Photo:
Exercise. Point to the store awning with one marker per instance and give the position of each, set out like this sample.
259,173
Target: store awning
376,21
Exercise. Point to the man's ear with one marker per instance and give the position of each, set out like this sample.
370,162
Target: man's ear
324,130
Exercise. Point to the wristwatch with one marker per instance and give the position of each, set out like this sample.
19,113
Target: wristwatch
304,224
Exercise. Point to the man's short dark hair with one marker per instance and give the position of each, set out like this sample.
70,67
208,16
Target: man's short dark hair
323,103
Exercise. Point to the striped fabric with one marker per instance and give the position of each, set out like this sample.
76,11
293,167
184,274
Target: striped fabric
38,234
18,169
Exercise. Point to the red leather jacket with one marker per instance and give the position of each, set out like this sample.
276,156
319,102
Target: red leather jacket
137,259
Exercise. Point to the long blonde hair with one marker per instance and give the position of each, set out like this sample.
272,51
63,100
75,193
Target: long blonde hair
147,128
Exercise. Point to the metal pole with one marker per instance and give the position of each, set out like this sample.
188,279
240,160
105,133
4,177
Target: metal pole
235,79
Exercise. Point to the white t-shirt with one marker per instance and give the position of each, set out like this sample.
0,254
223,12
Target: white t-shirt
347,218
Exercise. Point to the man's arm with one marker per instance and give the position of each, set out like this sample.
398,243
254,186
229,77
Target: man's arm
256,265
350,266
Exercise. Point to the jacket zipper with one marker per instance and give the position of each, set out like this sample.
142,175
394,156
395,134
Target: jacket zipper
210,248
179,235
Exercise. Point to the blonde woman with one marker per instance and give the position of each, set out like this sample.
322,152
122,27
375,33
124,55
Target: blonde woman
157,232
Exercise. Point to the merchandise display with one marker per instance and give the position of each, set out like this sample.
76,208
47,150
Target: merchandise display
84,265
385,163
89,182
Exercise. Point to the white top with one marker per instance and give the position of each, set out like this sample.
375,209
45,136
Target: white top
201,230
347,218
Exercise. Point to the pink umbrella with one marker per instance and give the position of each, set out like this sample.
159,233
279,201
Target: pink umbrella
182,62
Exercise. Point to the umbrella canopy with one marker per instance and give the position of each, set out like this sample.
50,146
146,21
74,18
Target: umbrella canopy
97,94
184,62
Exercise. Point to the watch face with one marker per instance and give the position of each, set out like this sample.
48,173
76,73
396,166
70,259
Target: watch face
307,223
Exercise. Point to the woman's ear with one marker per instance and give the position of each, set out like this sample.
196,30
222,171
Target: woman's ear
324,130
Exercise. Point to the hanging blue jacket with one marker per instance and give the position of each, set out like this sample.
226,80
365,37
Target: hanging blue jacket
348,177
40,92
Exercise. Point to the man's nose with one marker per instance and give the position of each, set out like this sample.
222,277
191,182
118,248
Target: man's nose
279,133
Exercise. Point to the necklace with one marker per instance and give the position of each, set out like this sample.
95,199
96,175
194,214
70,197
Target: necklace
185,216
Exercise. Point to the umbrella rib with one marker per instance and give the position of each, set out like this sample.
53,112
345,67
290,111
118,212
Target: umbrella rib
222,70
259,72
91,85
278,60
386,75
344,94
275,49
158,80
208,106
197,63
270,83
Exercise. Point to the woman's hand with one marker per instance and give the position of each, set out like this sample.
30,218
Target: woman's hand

=== WHAT YOU SHOULD DO ===
Rewrite all the entries above, replacing "Target" with "Object" wherever it occurs and leaving everything else unchanged.

=== RESULT ===
Photo:
Exercise. Point to the store awning with one marker per instance and give the position of each, set out like this sample.
259,173
Object: store awning
376,21
Exercise. Point to the man's ear with one marker per instance and give the position of each, set out like this sample.
370,162
Object: man's ear
324,130
Exercise. Point to the wristwatch with one marker per instance and give the position of each, set out like this sample.
19,113
Object: wristwatch
304,224
Exercise. Point to the man's short dark hair with one marker per instance and give the position of each, set out like this sample.
70,67
208,16
Object: man's short dark hair
323,103
Exercise. Point to the striped fabric with one marker per instance and give the position of each, set out like this sample.
76,11
293,167
184,274
Object: striped fabric
38,234
18,169
Exercise. Point to the red leather jacket with one marker per instance and give the position of each, set out like this sample.
276,156
319,102
Object: red leather jacket
137,259
Exercise. Point to the long blonde hair with one marker per instance and give the position of each, set out like this sample.
272,51
63,100
75,193
Object: long blonde hair
147,128
Exercise. Point to the metal pole with one marker per instance and give the position of each, set out like this sample.
188,279
240,160
105,133
4,177
Object: metal pole
235,79
Exercise. Point to the white t-shirt with one marker per instance and give the position of each, set out like this sample.
0,254
223,12
Object: white t-shirt
347,218
Exercise. Point to the man's arm with one marker per instance and give the position of each, set out like this sample.
398,243
254,186
229,77
Object: man's arm
256,265
350,266
Exercise. Point to the jacket zipper with one marker per instance and give the position of each, set out like this sample.
142,175
394,156
395,134
Object: jacket zipper
210,248
179,235
Exercise. Point to the blonde woman with one marker per instance and give the position of each, set out like this sample.
322,152
122,27
375,33
124,55
Object: blonde woman
157,232
Exercise. Point to the merchandise display with one marker per instance and give the position of each, set out like this sample.
76,208
47,150
Object: merchandise display
84,265
385,163
89,182
Exercise. Point to the white top with one marker per instance and give the position of each, set out like this sample.
375,209
45,136
Object: white top
201,230
347,218
Exercise. Point to the pink umbrella with one marker per instance and give the position of each, set out like this sample.
159,233
279,201
Object: pink umbrella
182,62
Exercise. Point to the umbrella canopy with one marker per instance and give the position of each, set out like this sample.
50,146
146,21
74,18
Object: umbrella canopy
97,94
184,62
Exercise. Point to the watch face with one marker per instance and give the position of each, set out like this sample.
48,173
76,73
396,166
70,259
Object: watch face
307,223
Exercise. Point to the woman's ear with one marker per instance and give the position of each, set out like this sample.
196,30
222,171
Object: woman's ear
324,130
Exercise. Point to the hanging blue jacket with one marker per instance and give the position of each, set out like this sample.
226,80
365,37
Object: hanging blue jacket
348,177
40,92
Exercise. Point to the man's nose with one marker per instance and give the position of each, set out like this sample.
222,277
191,182
118,248
Object: man's nose
279,133
Exercise. Point to the necklace with one marker per instance and give the position of each, set out like this sample.
95,199
96,175
194,214
70,197
Object: necklace
185,216
Exercise. Point to the umbrella rib with one marker per instance and give the position of each, set out like this sample.
53,112
345,67
290,111
118,212
Object: umbrella rib
222,70
259,72
91,85
278,60
386,75
344,94
275,49
158,80
208,106
197,63
270,83
Exercise. Point to the woman's hand with one marker per instance and give the position of each, set out like this sample.
30,218
Object: woman's hand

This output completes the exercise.